1950年に制定された現行生活保護法の本格的な改定は初めてです。提出された案は、生活困窮に陥った人をとにかく救うという現行法の仕組みを根底から覆す前代未聞の異常な法案です。憲法25条が保障する国民の生存権の“最後の安全網”を切り裂く生活保護大改悪は絶対に許されません。
違法な申請拒否を合法化
安倍政権が発足以来すすめている生活保護の大改悪は、規模も内容も戦後の歴代政権のなかで最大・最悪のものです。
まず13年度予算で手をつけたのは、生活保護受給者の食費・光熱費などにあてられる生活扶助費の過去最大の削減の強行です。3年かけて総額740億円の生活扶助費を削減する計画が、今年8月から始まります。9割以上の受給世帯が収入減に追い込まれ、月2万円以上も減らされる子育て世帯も生まれます。そのうえ受給者数を強引に減らすなどして年450億円も生活保護費をカットする施策も盛り込んでいます。「アベノミクス」による生活必需品の値上げラッシュのなか、生活困窮者の生存を危険にさらす暴挙です。
:::
作業 =>
生活保護に関する本文の「違法な申請拒否を合法化」を含む語句で始まり「生存を危険にさらす暴挙です。」で終わる部分を、「生活扶助費」を「生活費補助」に置き換えて書き直してください。

レコード一覧 =>
:::
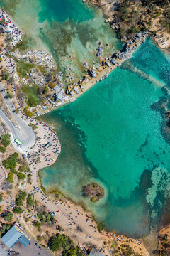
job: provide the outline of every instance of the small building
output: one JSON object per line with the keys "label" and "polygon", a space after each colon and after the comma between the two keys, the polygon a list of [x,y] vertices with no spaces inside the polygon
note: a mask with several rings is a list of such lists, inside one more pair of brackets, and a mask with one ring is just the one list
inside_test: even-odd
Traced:
{"label": "small building", "polygon": [[17,225],[13,225],[10,230],[1,238],[3,242],[12,248],[18,242],[26,247],[30,240],[22,232],[18,231]]}
{"label": "small building", "polygon": [[89,256],[104,256],[98,250],[93,248],[89,254]]}

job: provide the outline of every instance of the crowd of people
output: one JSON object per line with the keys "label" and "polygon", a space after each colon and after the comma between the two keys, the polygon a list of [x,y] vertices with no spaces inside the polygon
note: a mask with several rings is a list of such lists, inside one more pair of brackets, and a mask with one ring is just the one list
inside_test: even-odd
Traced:
{"label": "crowd of people", "polygon": [[22,41],[22,32],[19,30],[18,28],[12,22],[11,18],[6,14],[6,13],[3,10],[0,9],[0,21],[4,21],[3,24],[3,28],[4,32],[8,35],[11,38],[11,46],[16,46],[19,41]]}

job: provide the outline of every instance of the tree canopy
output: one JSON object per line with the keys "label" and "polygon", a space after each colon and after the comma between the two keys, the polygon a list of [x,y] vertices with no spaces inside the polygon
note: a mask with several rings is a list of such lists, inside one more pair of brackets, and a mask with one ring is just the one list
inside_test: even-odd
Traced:
{"label": "tree canopy", "polygon": [[13,214],[12,213],[8,211],[5,213],[4,218],[5,221],[11,221],[13,219]]}
{"label": "tree canopy", "polygon": [[10,144],[10,135],[8,134],[1,136],[1,142],[3,146],[5,147],[8,146]]}

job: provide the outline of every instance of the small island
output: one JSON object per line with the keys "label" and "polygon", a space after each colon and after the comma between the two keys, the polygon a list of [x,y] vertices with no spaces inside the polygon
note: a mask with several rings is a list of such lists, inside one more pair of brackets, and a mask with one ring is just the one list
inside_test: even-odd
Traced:
{"label": "small island", "polygon": [[85,186],[83,193],[84,196],[88,197],[91,202],[96,202],[104,196],[104,189],[95,182]]}

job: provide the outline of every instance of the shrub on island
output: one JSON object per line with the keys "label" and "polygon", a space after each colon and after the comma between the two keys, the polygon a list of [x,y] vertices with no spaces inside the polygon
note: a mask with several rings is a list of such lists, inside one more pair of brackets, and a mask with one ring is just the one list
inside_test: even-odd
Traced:
{"label": "shrub on island", "polygon": [[5,213],[5,215],[4,215],[4,220],[5,221],[11,221],[13,219],[13,214],[12,213],[8,211]]}
{"label": "shrub on island", "polygon": [[18,179],[25,179],[26,178],[26,176],[23,173],[18,173],[17,174],[17,177]]}

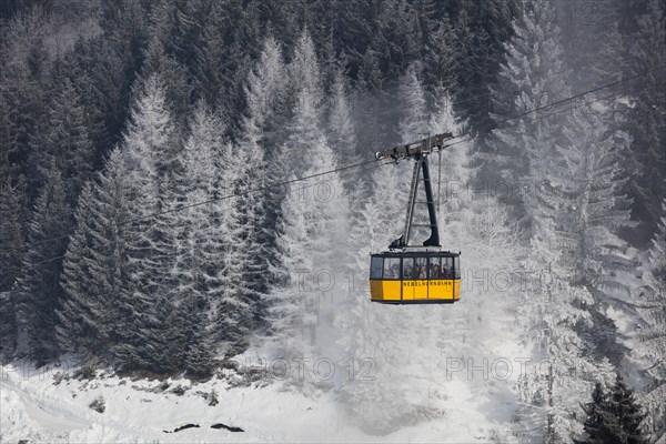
:::
解答 =>
違法な申請拒否を合法化
安倍政権が発足以来すすめている生活保護の大改悪は、規模も内容も戦後の歴代政権のなかで最大・最悪のものです。
まず13年度予算で手をつけたのは、生活保護受給者の食費・光熱費などにあてられる生活費補助の過去最大の削減の強行です。3年かけて総額740億円の生活費補助を削減する計画が、今年8月から始まります。9割以上の受給世帯が収入減に追い込まれ、月2万円以上も減らされる子育て世帯も生まれます。そのうえ受給者数を強引に減らすなどして年450億円も生活保護費をカットする施策も盛り込んでいます。「アベノミクス」による生活必需品の値上げラッシュのなか、生活困窮者の生存を危険にさらす暴挙です。